------ Given information

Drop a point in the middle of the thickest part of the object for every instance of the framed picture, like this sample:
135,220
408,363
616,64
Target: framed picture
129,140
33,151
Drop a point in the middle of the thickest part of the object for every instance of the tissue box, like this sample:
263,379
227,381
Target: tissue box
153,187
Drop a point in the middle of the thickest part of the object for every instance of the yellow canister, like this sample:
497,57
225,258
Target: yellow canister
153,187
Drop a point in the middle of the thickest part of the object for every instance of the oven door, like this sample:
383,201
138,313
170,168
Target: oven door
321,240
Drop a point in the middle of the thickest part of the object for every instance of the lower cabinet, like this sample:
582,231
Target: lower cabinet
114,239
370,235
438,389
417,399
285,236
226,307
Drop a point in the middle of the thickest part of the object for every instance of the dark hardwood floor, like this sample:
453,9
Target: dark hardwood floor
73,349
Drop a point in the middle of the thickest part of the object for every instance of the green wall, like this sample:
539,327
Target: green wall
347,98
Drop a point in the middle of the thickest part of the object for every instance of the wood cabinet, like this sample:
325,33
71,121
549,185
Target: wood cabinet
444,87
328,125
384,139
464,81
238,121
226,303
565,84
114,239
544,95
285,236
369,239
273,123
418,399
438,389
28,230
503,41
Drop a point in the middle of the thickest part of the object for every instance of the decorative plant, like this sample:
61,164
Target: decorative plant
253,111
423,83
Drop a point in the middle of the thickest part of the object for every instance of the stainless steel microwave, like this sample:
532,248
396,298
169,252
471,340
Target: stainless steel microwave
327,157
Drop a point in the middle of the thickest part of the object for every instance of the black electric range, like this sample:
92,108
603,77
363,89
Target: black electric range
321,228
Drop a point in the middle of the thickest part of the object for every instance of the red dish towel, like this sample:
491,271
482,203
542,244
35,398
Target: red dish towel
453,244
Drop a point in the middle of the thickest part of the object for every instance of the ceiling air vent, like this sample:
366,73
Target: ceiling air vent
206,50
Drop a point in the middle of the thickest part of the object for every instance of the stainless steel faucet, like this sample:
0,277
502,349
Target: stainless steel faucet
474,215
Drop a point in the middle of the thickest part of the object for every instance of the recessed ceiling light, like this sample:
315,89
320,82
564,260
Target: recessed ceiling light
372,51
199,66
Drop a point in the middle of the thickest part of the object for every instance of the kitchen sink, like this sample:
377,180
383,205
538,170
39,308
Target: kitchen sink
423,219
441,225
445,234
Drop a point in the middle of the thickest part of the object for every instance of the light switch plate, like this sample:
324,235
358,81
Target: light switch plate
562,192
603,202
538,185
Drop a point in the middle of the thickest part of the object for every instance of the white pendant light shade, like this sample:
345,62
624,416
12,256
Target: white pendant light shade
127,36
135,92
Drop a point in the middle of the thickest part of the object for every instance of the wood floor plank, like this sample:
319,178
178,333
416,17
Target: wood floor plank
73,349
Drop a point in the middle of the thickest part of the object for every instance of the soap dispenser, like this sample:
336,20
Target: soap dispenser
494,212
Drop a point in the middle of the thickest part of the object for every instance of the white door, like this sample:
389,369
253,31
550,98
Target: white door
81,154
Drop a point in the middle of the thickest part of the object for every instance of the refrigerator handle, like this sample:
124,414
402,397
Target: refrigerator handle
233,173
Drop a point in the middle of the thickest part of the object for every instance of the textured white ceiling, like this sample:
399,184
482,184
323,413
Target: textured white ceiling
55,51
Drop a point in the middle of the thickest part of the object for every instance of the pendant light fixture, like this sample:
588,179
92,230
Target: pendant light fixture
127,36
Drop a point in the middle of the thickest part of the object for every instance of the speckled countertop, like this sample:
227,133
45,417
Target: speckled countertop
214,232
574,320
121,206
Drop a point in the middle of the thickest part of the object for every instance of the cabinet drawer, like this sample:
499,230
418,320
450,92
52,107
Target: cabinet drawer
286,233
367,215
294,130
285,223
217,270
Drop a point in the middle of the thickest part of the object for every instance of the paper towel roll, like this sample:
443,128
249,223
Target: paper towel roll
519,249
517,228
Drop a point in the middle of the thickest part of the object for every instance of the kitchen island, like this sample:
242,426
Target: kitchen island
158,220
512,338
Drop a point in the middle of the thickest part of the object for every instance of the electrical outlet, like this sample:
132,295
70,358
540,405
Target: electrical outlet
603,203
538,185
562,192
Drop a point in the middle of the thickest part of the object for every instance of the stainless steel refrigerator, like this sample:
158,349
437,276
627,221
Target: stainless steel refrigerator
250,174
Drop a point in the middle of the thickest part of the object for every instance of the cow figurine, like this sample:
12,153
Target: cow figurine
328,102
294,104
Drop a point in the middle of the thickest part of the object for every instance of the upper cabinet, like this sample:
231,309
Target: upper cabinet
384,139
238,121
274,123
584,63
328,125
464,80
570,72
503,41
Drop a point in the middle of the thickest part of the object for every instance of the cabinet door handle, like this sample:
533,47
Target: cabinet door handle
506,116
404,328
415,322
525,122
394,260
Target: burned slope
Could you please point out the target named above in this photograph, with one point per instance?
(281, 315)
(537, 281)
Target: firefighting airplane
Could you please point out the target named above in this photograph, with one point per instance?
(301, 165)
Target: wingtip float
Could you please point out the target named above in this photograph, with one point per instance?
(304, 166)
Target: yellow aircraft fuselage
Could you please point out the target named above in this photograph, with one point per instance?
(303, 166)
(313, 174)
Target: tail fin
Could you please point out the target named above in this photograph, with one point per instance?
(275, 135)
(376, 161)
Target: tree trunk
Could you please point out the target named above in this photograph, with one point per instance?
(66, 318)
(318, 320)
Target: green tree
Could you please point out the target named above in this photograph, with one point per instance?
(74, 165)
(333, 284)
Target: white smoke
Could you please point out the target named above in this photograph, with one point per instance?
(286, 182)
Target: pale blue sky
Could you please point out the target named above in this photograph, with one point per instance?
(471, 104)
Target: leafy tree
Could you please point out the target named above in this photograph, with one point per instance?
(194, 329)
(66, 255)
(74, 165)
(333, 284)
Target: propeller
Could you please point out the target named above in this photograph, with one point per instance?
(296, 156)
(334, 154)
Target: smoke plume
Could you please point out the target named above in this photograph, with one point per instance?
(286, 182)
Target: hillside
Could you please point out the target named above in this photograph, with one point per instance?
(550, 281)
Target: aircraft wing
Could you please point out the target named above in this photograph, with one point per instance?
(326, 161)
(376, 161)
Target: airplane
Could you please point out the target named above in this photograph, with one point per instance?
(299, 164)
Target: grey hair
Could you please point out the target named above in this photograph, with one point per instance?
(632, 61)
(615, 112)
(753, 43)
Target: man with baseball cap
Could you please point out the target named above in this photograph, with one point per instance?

------------

▶ _Task instructions_
Copy out all lines of the listing where the word "smoke" appears.

▶ _Expected answer_
Target: white smoke
Target: smoke plume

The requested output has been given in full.